[Location identification items]

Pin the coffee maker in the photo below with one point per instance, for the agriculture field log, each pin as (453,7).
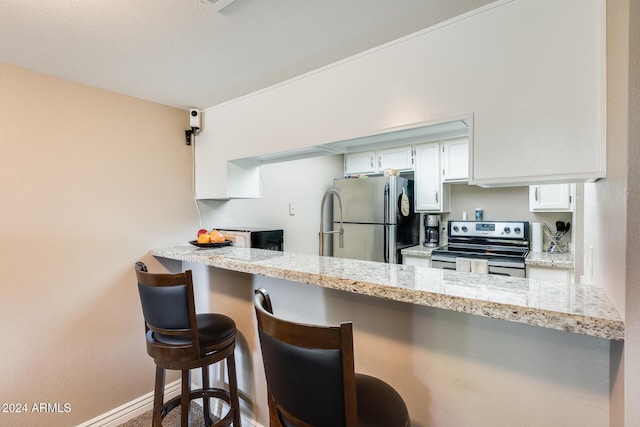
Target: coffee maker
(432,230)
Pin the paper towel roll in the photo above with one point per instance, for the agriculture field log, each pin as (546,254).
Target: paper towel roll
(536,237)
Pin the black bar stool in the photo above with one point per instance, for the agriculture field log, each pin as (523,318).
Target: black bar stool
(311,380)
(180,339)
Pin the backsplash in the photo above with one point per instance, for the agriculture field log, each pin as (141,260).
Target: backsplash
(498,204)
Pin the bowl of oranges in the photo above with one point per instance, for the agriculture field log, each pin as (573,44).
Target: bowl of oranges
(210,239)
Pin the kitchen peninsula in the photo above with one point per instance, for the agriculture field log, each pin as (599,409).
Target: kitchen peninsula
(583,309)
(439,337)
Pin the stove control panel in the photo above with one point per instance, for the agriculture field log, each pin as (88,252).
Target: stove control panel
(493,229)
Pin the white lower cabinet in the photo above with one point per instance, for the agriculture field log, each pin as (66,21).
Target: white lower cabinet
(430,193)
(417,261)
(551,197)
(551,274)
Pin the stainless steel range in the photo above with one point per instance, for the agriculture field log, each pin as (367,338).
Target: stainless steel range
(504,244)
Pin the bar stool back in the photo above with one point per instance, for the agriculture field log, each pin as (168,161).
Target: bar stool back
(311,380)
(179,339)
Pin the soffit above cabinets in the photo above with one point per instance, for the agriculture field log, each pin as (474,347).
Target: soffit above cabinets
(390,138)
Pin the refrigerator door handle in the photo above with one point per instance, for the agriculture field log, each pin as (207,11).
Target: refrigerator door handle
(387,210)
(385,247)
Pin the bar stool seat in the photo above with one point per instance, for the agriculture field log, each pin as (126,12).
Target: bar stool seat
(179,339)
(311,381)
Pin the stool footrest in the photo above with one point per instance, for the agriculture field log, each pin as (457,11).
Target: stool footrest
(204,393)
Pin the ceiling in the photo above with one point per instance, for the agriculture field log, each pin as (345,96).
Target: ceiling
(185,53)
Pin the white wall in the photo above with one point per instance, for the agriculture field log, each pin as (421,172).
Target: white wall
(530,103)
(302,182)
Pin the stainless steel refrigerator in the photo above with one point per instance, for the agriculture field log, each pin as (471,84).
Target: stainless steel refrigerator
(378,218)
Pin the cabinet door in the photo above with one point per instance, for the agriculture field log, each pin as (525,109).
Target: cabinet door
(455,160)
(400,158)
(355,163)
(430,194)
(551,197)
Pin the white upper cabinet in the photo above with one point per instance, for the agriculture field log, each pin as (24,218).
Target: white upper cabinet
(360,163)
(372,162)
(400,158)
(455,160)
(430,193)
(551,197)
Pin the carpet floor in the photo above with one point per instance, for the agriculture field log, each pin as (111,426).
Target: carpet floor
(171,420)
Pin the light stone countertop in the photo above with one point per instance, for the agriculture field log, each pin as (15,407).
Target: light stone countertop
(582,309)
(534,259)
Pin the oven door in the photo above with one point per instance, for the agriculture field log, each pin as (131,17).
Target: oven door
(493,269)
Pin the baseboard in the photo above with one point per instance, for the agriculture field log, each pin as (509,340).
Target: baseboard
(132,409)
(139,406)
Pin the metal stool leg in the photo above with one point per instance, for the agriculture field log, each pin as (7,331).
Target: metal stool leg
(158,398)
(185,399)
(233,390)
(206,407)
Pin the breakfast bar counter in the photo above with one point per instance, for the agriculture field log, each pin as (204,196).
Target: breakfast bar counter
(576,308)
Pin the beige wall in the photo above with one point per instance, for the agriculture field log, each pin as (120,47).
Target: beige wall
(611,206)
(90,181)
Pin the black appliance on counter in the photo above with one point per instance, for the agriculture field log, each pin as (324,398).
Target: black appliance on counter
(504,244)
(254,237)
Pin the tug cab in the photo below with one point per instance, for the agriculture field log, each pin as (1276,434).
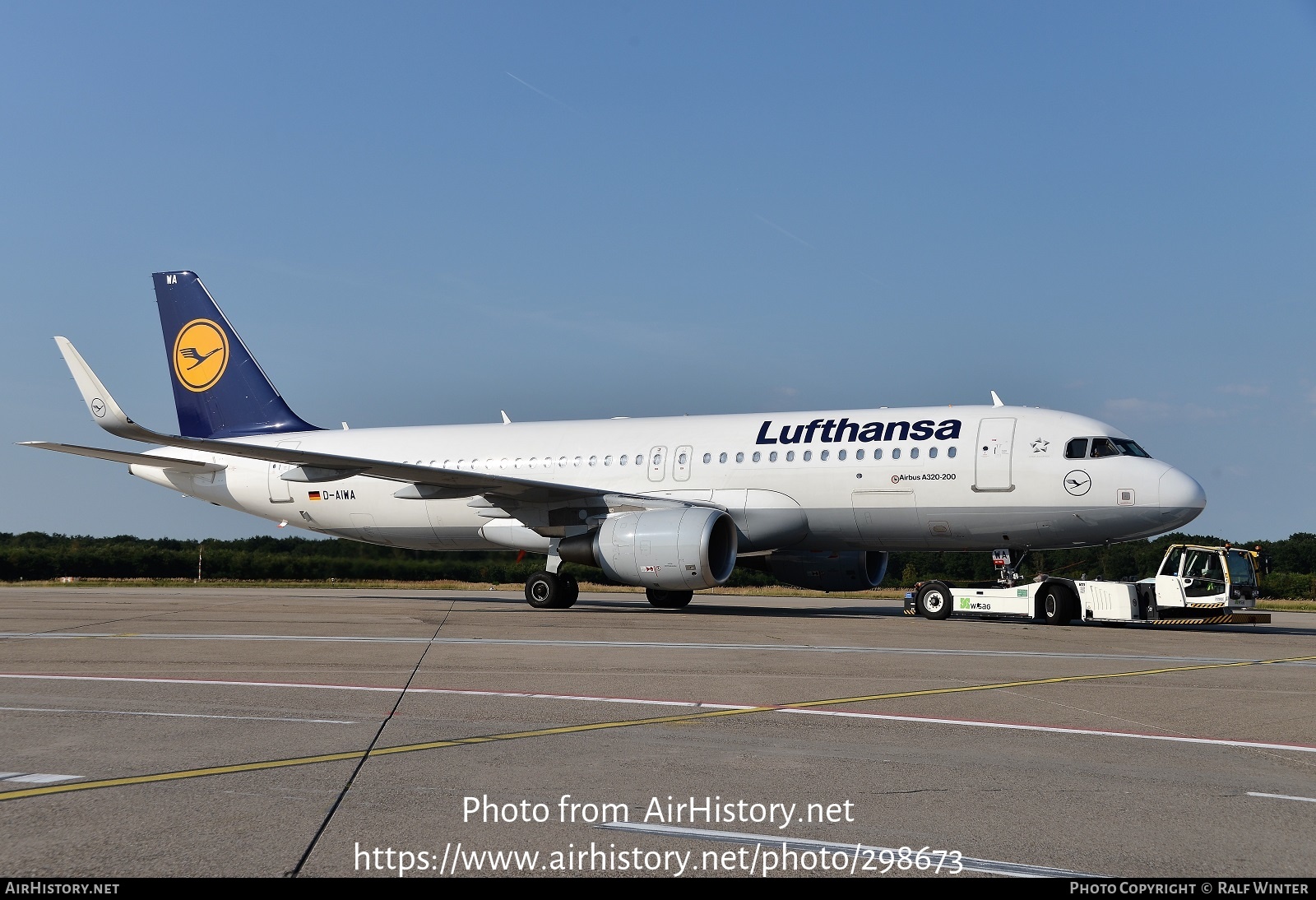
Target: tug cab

**SET EXERCISE**
Update the entries above by replacing "agriculture field log" with "site survey log" throughout, keeping everything else unchanged and leaving out the pictures.

**FINISHED ANSWER**
Pin the coffee maker in the photo below with one point per instance, for the site survey log, each pin as (453,7).
Target: coffee maker
(432,230)
Pin the paper towel roll in the photo above with one point per instance, for the site survey log, each pin as (546,254).
Target: paper towel roll
(536,237)
Pin the black bar stool in the photo above with one point per instance, for the site survey log, each pin as (523,318).
Target: black bar stool
(311,380)
(180,339)
Pin the backsplash in the photo above with one point per instance, for the site survey log, each pin as (141,260).
Target: backsplash
(498,204)
Pin the bowl of oranges in the photo above with one point per instance, for the site survey log, each pin as (573,44).
Target: bowl of oranges
(210,239)
Pin the kitchen peninsula in the photo above with one point per instance, for the site survey log, each pin as (599,409).
Target: kitchen peninsula
(583,309)
(439,337)
Pin the stove control panel in the photo above with one point per instance, for the site survey log, each pin as (88,252).
Target: stove control panel
(493,229)
Pin the white lower cabinet in the photo above with one point per instance, for the site survey log, each pin as (66,21).
Target: white lower cabinet
(430,193)
(417,261)
(551,197)
(551,274)
Pin the stainless steel range in the photo above with one point per instance, for the site survey log, each pin as (367,338).
Target: stainless steel range
(504,244)
Pin the bar stool back in the photo above with one point per instance, for the site survey log, each pin as (168,161).
Target: bar stool back
(311,380)
(179,339)
Pin the soffit above cabinets in the photo above with one point per instance, for the site survey log, each pin as (474,347).
Target: soffit above cabinets
(390,138)
Pin the refrigerator door handle in the photo above with one point per instance, for the site survey log, each pin as (207,11).
Target: refrigerator door handle
(387,210)
(385,247)
Pin the bar stool seat in the photo above with one point per instance, for the site survey log, each pin as (126,12).
Target: bar stool seat
(179,339)
(311,381)
Pin the stool footrest in the photo above with one point per instance, for the site survey log, each pin as (457,11).
Target: stool footrest
(204,393)
Pin the ceiling in the photo above with one point per instance, for the site survey log, each pin as (345,96).
Target: ceiling
(185,53)
Pin the white wall in the photo above with one point per instance, for the site survey log, each pin as (421,172).
Target: white wall
(530,103)
(302,182)
Pin the stainless steel refrigerator in the photo above with one point per instance, for the site survey log, each pin as (471,84).
Target: stainless steel refrigerator
(378,218)
Pin the cabinet door in the photo above with one point per instance, for the site survey log, each pin as (525,109).
Target: cabinet door
(455,160)
(400,158)
(355,163)
(430,194)
(551,197)
Pin the white upper cabinet in the photo above with one point per instance, for the site survey log, each pin as (24,218).
Target: white upper cabinet
(360,163)
(372,162)
(400,158)
(455,160)
(430,193)
(551,197)
Pin the carpet floor in the photo above with one point per instance, for the site survey log, each pin as (111,426).
Target: carpet floor
(171,420)
Pin the light stone countertop in the photo above with one point per instance, for the site survey log, each pin as (15,407).
Target: light stone countertop
(582,309)
(534,259)
Pin the oven door in the photo above with one point per instance, for the site survey log, each pin as (131,17).
Target: oven door
(493,269)
Pin the baseboard in the photo above with one point per instance, for the site survey log, each pin as (509,340).
Target: baseboard
(132,409)
(139,406)
Pin the metal stool leg in the photo above with one point per instance, for the site survey log, each pin as (7,331).
Target: metal stool leg
(158,398)
(185,399)
(233,390)
(206,407)
Pin the breakfast bar counter in the photo above with one point per instance, for the site survey log, each pin as (204,196).
Target: breakfast bar counter
(576,308)
Pin the beige wall in the photo above with one point per instance, for the site survey log, each pin as (120,47).
Target: beige wall
(611,206)
(90,181)
Pin the black appliance on counter in the photo above with one point per instance, for the site survey log, each pin as (324,398).
Target: black appliance on counter
(504,244)
(254,237)
Pin the tug cab in the photo below with one point per instance, for the site survey log, each pin as (1276,434).
Target: tug cab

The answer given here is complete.